Stated problem 1
In the notebook on scatter matrices, what does the diagonal plot show?

Extracted text
┌────────
{
 "cells": [
  {
   "cell_type": "markdown",
   "id": "78539fd7-a71f-4027-8b1b-c7fd75526a22",
   "metadata": {},
   "source": [
    "# Scattermatrix"
   ]
  },
  {
   "cell_type": "code",
   "execution_count": null,
   "id": "c092a604-c386-4dda-bc90-0ff11a8f880f",
   "metadata": {},
   "outputs": [],
   "source": [
    "import numpy as np\n",
    "import pandas as pd\n",
    "from hvplot.plotting import scatter_matrix"
   ]
  },
  {
   "cell_type": "markdown",
   "id": "1793d412-0d1e-4c8e-b470-ca978d5a53e2",
   "metadata": {},
   "source": [
    "`scatter_matrix` shows all the pairwise relationships between the columns of your data. Each non-diagonal entry plots the corresponding columns against another, while the diagonal plot shows the distribution of the data within each individual column.\n",
    "\n",
    "This function is closely modelled on [pandas.plotting.scatter_matrix](https://pandas.pydata.org/pandas-docs/stable/reference/api/pandas.plotting.scatter_matrix.html)."
   ]
  },
  {
   "cell_type": "code",
   "execution_count": null,
   "id": "9d6cb81d-7f65-41de-8386-26479e41ddd4",
   "metadata": {},
   "outputs": [],
   "source": [
    "df = pd.DataFrame(np.random.randn(1000, 4), columns=['A','B','C','D'])\n",
    "\n",
    "scatter_matrix(df, alpha=0.2)"
   ]
  },
  {
   "cell_type": "code",
   "execution_count": null,
   "id": "91efa178-7cb4-4dbe-8730-59a2864cdf9a",
   "metadata": {},
   "outputs": [],
   "source": [
    "df_sub = df[['A', 'B']].copy()"
   ]
  },
  {
   "cell_type": "markdown",
   "id": "38913fbf-4982-4b82-bf81-01bb33faf8a0",
   "metadata": {},
   "source": [
    "The `chart` parameter allows to change the type of the *off-diagonal* plots."
   ]
  },
  {
   "cell_type": "code",
   "execution_count": null,
   "id": "a4f72f5f-b9a1-41ce-b00d-59fad1b01b54",
   "metadata": {},
   "outputs": [],
   "source": [
    "scatter_matrix(df_sub, chart='bivariate') + scatter_matrix(df_sub, chart='hexbin')"
└────────
Stated problem 2
Rewrite everything in the listing from the line containing "For every instance of the blonde" down to the end of the listing, replacing "keypoint" with "target point" and leaving everything else unchanged.

Data records:
┌────────
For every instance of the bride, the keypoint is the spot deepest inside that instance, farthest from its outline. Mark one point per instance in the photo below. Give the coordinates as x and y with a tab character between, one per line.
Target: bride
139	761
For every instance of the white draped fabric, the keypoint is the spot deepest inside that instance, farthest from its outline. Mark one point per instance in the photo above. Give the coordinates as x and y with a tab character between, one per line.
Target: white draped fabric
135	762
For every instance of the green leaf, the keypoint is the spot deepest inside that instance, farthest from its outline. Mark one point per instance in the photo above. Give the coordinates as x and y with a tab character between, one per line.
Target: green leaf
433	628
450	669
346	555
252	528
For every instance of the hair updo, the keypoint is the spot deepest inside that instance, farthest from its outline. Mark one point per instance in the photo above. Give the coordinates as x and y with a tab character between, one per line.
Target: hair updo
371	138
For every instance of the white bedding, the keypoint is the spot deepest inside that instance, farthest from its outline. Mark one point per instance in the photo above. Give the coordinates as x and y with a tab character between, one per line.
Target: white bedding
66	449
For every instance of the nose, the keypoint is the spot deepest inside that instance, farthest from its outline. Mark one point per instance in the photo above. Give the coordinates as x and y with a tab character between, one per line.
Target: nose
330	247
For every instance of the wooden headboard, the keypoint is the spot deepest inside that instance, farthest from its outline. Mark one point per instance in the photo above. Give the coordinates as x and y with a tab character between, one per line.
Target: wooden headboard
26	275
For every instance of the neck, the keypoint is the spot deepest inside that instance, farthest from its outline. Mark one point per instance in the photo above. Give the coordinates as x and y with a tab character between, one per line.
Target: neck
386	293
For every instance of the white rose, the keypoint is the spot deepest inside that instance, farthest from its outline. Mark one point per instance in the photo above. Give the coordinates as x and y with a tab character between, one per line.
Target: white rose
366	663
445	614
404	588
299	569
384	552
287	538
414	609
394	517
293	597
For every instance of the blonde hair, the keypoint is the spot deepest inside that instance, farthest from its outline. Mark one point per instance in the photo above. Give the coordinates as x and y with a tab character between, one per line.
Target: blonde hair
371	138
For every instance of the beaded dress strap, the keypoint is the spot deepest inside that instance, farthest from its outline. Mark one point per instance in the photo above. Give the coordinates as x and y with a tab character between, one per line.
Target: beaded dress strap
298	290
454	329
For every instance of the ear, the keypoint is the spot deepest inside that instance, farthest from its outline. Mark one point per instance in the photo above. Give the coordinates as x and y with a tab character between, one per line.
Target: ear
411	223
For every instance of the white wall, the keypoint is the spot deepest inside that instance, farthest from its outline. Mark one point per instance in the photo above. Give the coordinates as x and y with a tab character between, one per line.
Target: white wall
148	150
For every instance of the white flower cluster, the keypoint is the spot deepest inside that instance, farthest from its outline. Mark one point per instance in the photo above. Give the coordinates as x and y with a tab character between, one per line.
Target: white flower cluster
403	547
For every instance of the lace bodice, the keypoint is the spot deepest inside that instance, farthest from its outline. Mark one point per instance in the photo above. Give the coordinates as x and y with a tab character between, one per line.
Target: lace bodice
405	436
└────────
Written response 1
The distribution of the data within each individual column.

Written response 2
For every instance of the blonde hair, the target point is the spot deepest inside that instance, farthest from its outline. Mark one point per instance in the photo above. Give the coordinates as x and y with a tab character between, one per line.
Target: blonde hair
371	138
For every instance of the beaded dress strap, the target point is the spot deepest inside that instance, farthest from its outline. Mark one point per instance in the photo above. Give the coordinates as x and y with a tab character between, one per line.
Target: beaded dress strap
298	290
454	329
For every instance of the ear, the target point is the spot deepest inside that instance, farthest from its outline. Mark one point per instance in the photo above. Give the coordinates as x and y with a tab character between, one per line.
Target: ear
411	223
For every instance of the white wall, the target point is the spot deepest inside that instance, farthest from its outline. Mark one point per instance in the photo above. Give the coordinates as x and y with a tab character between, one per line.
Target: white wall
148	150
For every instance of the white flower cluster, the target point is the spot deepest inside that instance, farthest from its outline. Mark one point per instance in the photo above. Give the coordinates as x and y with a tab character between, one per line.
Target: white flower cluster
403	547
For every instance of the lace bodice, the target point is the spot deepest inside that instance, farthest from its outline. Mark one point per instance in the photo above. Give the coordinates as x and y with a tab character between, one per line.
Target: lace bodice
405	436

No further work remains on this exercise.